→ Supplied material:
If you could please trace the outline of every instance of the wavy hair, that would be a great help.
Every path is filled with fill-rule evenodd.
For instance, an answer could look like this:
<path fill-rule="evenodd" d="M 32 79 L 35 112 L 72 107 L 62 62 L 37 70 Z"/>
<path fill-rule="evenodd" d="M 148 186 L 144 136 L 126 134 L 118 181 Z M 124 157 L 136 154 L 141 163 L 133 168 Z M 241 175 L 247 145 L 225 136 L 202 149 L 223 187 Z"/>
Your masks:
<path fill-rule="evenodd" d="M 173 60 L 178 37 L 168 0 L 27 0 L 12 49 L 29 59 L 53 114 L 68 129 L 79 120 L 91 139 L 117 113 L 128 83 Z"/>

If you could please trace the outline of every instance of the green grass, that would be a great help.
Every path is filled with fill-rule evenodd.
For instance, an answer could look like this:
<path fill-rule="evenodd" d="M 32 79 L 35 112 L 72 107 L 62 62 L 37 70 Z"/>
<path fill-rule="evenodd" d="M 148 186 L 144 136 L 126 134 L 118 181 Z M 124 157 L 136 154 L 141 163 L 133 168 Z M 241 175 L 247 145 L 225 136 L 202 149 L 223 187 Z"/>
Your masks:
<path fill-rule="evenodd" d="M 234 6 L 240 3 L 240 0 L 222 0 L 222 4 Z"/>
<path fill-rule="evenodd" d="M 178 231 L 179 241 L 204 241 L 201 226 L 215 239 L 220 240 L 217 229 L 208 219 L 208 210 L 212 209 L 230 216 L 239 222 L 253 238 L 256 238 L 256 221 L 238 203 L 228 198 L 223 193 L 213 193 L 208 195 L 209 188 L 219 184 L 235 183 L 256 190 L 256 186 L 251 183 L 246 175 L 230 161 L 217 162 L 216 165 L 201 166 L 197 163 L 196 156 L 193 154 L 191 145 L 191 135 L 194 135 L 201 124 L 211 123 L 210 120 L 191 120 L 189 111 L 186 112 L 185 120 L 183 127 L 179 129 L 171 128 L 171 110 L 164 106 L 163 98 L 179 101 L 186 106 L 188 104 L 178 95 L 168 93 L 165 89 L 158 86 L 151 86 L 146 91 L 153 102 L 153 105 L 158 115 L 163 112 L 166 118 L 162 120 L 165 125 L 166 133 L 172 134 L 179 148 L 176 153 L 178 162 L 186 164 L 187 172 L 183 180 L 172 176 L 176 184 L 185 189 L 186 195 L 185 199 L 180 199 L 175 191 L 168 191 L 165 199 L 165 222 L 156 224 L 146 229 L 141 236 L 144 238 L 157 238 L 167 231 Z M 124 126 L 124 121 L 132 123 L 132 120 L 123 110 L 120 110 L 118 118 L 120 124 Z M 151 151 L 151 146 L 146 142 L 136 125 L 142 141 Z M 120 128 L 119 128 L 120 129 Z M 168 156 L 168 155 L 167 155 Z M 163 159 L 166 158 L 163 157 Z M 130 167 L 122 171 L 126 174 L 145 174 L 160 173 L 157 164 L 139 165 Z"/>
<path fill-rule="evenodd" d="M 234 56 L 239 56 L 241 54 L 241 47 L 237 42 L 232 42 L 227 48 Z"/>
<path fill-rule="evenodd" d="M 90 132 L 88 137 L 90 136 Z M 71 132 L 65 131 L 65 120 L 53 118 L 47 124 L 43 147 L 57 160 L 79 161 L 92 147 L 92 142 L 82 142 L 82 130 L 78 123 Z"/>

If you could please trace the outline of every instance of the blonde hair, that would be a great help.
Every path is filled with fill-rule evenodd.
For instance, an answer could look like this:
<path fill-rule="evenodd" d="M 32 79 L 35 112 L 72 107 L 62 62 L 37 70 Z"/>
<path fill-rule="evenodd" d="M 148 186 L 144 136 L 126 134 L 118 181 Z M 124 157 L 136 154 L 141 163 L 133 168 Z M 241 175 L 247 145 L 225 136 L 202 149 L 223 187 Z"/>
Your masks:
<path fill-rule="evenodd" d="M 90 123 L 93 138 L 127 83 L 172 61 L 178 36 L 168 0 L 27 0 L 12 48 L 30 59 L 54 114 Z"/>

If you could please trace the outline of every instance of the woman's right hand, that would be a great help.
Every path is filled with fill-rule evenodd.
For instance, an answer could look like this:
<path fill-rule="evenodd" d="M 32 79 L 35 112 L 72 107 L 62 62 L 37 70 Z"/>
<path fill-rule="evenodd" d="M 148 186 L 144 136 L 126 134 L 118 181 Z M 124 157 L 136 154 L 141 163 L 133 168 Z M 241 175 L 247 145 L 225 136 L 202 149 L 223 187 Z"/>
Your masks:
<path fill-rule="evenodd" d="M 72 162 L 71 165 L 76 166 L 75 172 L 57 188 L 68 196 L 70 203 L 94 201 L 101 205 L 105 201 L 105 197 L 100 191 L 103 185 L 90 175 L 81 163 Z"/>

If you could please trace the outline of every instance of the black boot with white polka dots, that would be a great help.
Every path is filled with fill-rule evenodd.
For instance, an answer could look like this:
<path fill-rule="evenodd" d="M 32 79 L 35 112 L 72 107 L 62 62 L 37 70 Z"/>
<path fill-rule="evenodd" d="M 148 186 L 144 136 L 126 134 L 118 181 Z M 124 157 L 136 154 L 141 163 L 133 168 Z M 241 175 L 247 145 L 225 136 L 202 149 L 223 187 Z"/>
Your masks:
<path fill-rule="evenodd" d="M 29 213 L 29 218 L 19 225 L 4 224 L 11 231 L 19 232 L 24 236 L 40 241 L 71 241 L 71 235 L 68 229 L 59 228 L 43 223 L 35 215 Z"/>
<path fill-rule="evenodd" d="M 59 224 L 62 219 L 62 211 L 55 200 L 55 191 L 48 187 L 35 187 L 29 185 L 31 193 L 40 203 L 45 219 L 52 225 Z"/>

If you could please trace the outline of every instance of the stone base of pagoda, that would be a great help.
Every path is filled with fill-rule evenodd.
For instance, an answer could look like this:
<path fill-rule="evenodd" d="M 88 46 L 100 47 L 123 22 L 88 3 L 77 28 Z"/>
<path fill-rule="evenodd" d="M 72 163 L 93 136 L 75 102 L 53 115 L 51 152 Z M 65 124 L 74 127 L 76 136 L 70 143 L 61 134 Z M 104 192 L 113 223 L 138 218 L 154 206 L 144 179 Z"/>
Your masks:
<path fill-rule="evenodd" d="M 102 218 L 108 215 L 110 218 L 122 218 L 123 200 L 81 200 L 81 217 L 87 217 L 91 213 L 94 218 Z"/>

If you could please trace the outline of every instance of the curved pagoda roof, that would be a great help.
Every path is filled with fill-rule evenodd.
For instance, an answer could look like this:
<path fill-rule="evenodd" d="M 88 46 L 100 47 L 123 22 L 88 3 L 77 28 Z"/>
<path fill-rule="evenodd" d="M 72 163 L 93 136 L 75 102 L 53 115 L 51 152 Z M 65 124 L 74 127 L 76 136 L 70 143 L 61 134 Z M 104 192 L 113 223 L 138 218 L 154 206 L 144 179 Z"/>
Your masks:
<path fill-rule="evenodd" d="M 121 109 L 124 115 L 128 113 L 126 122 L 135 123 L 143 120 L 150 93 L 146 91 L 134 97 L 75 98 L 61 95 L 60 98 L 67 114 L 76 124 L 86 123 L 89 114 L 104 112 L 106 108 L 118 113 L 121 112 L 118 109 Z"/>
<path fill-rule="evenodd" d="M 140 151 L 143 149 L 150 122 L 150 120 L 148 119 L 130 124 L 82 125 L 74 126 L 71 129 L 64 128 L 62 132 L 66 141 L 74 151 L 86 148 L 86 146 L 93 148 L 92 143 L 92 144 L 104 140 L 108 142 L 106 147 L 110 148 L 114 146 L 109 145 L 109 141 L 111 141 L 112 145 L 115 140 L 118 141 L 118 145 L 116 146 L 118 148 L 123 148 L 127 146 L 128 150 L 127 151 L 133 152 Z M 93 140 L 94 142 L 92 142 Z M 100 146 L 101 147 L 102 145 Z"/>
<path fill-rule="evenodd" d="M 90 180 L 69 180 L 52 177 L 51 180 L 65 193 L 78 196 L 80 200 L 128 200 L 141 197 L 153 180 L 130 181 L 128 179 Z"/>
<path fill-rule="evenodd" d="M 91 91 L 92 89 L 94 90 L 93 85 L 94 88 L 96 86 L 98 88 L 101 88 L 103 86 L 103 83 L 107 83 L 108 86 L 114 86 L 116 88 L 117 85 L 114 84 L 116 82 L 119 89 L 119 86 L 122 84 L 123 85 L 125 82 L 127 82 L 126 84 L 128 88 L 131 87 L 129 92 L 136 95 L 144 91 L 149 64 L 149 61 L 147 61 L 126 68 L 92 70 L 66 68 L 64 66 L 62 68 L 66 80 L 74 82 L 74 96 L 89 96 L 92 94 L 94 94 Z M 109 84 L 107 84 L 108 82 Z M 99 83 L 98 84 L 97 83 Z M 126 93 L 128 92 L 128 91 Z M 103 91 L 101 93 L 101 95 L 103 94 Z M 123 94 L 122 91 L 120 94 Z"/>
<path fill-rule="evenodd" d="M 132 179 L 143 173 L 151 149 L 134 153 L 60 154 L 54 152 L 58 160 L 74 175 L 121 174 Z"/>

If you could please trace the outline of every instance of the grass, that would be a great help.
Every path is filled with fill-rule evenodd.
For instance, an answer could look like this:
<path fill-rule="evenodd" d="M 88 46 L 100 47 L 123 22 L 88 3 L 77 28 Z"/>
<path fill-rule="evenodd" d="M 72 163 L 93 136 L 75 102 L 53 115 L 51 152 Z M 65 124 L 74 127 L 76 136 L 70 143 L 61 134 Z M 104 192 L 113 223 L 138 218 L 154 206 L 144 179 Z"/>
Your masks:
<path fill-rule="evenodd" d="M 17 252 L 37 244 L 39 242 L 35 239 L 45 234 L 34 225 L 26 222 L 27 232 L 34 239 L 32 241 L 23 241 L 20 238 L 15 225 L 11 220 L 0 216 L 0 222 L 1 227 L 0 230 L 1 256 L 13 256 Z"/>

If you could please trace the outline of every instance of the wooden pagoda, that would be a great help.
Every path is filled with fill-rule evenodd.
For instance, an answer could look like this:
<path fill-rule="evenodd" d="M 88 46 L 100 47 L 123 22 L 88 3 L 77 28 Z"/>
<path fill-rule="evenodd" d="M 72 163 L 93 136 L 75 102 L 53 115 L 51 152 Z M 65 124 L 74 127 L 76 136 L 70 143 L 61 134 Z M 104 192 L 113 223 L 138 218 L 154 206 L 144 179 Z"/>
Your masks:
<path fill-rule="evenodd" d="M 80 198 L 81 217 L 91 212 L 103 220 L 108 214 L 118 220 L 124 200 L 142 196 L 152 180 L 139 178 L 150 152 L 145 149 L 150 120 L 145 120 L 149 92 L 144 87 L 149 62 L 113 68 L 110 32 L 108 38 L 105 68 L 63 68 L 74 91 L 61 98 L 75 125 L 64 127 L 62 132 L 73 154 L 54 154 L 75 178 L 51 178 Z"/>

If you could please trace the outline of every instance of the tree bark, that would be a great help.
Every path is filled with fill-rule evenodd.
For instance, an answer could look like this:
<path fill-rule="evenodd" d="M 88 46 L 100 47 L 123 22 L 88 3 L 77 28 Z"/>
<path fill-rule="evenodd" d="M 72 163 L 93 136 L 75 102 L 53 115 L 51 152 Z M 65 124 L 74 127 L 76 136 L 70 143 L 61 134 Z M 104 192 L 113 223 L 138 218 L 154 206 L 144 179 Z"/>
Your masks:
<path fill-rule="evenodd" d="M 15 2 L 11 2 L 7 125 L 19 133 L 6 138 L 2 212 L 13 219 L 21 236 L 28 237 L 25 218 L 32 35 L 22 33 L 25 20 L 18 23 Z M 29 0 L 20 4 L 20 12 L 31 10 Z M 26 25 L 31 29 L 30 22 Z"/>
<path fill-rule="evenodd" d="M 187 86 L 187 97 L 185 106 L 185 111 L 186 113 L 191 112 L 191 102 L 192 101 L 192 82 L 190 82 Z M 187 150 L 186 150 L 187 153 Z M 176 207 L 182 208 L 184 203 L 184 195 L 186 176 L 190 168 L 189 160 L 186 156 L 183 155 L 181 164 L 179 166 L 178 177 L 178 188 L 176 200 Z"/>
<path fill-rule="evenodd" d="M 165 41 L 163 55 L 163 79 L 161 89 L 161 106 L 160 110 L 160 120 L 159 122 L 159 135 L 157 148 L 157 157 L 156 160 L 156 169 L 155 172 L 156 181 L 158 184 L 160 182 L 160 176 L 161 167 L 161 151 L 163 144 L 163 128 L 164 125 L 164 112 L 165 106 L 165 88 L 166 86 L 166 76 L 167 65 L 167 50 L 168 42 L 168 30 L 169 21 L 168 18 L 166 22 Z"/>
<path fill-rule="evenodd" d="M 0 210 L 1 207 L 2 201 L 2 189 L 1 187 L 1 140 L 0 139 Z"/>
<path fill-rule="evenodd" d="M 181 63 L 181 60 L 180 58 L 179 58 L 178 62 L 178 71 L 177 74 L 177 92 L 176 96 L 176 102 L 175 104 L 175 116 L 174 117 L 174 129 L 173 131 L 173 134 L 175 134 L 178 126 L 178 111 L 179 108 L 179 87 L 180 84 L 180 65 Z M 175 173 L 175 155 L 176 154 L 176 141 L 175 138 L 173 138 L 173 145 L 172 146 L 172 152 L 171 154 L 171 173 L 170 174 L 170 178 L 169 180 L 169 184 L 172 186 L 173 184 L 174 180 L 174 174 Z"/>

→ Required work: How many lines in the listing above contain the string "hair", matching case? Give only the number.

→ Reply to the task: 2